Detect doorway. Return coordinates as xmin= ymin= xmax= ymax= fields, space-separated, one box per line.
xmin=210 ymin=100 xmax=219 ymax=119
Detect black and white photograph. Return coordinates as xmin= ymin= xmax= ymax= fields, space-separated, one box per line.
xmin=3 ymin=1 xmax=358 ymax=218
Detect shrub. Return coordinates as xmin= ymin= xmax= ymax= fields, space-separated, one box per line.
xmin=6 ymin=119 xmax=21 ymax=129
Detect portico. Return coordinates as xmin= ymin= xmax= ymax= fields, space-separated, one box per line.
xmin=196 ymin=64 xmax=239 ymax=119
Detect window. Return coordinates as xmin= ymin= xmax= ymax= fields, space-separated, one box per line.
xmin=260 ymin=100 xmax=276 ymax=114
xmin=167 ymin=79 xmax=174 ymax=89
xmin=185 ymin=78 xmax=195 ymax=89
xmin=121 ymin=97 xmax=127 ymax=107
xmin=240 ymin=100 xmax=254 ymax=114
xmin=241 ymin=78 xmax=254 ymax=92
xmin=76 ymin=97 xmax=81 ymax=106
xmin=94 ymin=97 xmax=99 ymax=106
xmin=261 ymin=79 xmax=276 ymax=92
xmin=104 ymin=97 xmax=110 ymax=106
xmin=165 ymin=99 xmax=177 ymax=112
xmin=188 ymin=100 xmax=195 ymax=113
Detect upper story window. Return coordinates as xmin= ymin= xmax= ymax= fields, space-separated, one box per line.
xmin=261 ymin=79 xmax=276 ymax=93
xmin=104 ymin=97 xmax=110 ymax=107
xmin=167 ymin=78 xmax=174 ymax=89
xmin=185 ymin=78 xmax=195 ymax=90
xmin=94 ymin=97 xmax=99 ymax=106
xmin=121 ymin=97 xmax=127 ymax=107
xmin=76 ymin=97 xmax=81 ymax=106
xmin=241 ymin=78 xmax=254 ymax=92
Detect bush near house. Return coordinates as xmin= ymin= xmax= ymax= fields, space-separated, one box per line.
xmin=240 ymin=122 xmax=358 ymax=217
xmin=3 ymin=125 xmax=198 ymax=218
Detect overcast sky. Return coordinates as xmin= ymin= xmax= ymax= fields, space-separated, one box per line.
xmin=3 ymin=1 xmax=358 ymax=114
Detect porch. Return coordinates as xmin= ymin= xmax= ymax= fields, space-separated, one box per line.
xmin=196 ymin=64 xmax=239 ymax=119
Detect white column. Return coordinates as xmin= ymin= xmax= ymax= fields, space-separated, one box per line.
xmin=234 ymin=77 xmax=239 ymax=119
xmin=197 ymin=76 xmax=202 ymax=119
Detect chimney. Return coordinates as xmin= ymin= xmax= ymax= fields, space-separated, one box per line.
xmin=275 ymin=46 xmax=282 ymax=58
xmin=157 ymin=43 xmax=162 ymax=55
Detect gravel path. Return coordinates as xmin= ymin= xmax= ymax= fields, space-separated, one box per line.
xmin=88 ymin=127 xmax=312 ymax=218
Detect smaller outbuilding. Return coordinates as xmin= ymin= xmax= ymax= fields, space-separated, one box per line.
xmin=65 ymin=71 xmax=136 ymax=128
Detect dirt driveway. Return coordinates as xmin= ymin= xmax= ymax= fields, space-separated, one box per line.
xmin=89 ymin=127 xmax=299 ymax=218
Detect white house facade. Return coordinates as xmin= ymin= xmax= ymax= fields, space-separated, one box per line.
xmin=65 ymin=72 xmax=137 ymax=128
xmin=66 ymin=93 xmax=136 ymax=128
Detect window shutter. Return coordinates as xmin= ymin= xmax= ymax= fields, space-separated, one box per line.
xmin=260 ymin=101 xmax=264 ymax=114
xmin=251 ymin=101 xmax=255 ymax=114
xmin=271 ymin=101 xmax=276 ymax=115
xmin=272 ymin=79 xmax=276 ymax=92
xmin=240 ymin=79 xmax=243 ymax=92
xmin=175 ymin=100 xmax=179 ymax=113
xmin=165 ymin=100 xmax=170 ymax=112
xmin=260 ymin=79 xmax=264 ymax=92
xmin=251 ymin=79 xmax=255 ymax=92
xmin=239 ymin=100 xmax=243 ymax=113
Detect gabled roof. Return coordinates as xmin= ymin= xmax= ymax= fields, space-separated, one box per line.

● ● ● ● ●

**Description of the task:** Retype each line above exactly as written.

**Task response:**
Detect doorway. Return coordinates as xmin= ymin= xmax= ymax= fields, space-separated, one box per line.
xmin=210 ymin=100 xmax=219 ymax=119
Detect black and white photograph. Return coordinates as xmin= ymin= xmax= ymax= fields, space-separated, one box per line.
xmin=3 ymin=1 xmax=358 ymax=218
Detect shrub. Return coordinates as xmin= ymin= xmax= ymax= fields, space-separated, one box per line.
xmin=6 ymin=119 xmax=21 ymax=129
Detect portico. Return coordinates as xmin= ymin= xmax= ymax= fields, space-separated, one box per line.
xmin=196 ymin=64 xmax=239 ymax=119
Detect window. Return coordinates as xmin= ymin= xmax= ymax= fields, space-separated, one box per line.
xmin=260 ymin=100 xmax=276 ymax=114
xmin=167 ymin=79 xmax=174 ymax=89
xmin=185 ymin=78 xmax=195 ymax=89
xmin=121 ymin=97 xmax=127 ymax=107
xmin=240 ymin=100 xmax=254 ymax=114
xmin=241 ymin=78 xmax=254 ymax=92
xmin=76 ymin=97 xmax=81 ymax=106
xmin=94 ymin=97 xmax=99 ymax=106
xmin=261 ymin=79 xmax=276 ymax=92
xmin=104 ymin=97 xmax=110 ymax=106
xmin=165 ymin=99 xmax=177 ymax=112
xmin=188 ymin=100 xmax=195 ymax=113
Detect upper story window. Return coordinates as xmin= ymin= xmax= ymax= fields, space-separated, one box per line.
xmin=261 ymin=79 xmax=276 ymax=93
xmin=104 ymin=97 xmax=110 ymax=107
xmin=167 ymin=78 xmax=174 ymax=89
xmin=185 ymin=78 xmax=195 ymax=90
xmin=94 ymin=97 xmax=99 ymax=106
xmin=121 ymin=97 xmax=127 ymax=107
xmin=76 ymin=97 xmax=81 ymax=106
xmin=241 ymin=78 xmax=254 ymax=92
Detect bush near house. Return coordinates as xmin= ymin= xmax= ymax= fields, space-separated, one box per line.
xmin=240 ymin=122 xmax=358 ymax=217
xmin=3 ymin=125 xmax=198 ymax=218
Detect overcast sky. Return coordinates as xmin= ymin= xmax= ymax= fields, space-separated, one box per line.
xmin=3 ymin=1 xmax=358 ymax=114
Detect porch. Return coordinates as xmin= ymin= xmax= ymax= fields, space-separated, one box per line.
xmin=196 ymin=64 xmax=239 ymax=119
Detect white column. Return coordinates as xmin= ymin= xmax= ymax= fields, space-separated, one box per line.
xmin=234 ymin=77 xmax=239 ymax=119
xmin=197 ymin=76 xmax=202 ymax=119
Detect chimney. Return coordinates as xmin= ymin= xmax= ymax= fields, space-separated, one box per line.
xmin=275 ymin=46 xmax=282 ymax=58
xmin=157 ymin=43 xmax=162 ymax=55
Detect gravel path. Return coordinates as xmin= ymin= xmax= ymax= fields, space-separated, one box per line.
xmin=88 ymin=127 xmax=312 ymax=218
Detect smaller outbuilding. Return coordinates as xmin= ymin= xmax= ymax= fields, space-separated, one box per line.
xmin=65 ymin=71 xmax=136 ymax=128
Detect dirt driveway. Return coordinates as xmin= ymin= xmax= ymax= fields, space-separated, one box per line.
xmin=89 ymin=127 xmax=299 ymax=218
Detect white house facade. Return coordinates as xmin= ymin= xmax= ymax= fields, space-separated, one box per line.
xmin=65 ymin=72 xmax=137 ymax=128
xmin=66 ymin=93 xmax=136 ymax=128
Detect window shutter. Return coordinates as xmin= ymin= xmax= ymax= fields, space-separated, one box per line.
xmin=260 ymin=101 xmax=264 ymax=114
xmin=251 ymin=101 xmax=255 ymax=114
xmin=271 ymin=101 xmax=276 ymax=115
xmin=272 ymin=79 xmax=276 ymax=92
xmin=240 ymin=79 xmax=243 ymax=92
xmin=175 ymin=100 xmax=179 ymax=113
xmin=165 ymin=100 xmax=170 ymax=112
xmin=260 ymin=79 xmax=264 ymax=92
xmin=251 ymin=79 xmax=255 ymax=92
xmin=239 ymin=100 xmax=243 ymax=113
Detect gabled roof. Return coordinates as xmin= ymin= xmax= ymax= fields, space-separated, one box per line.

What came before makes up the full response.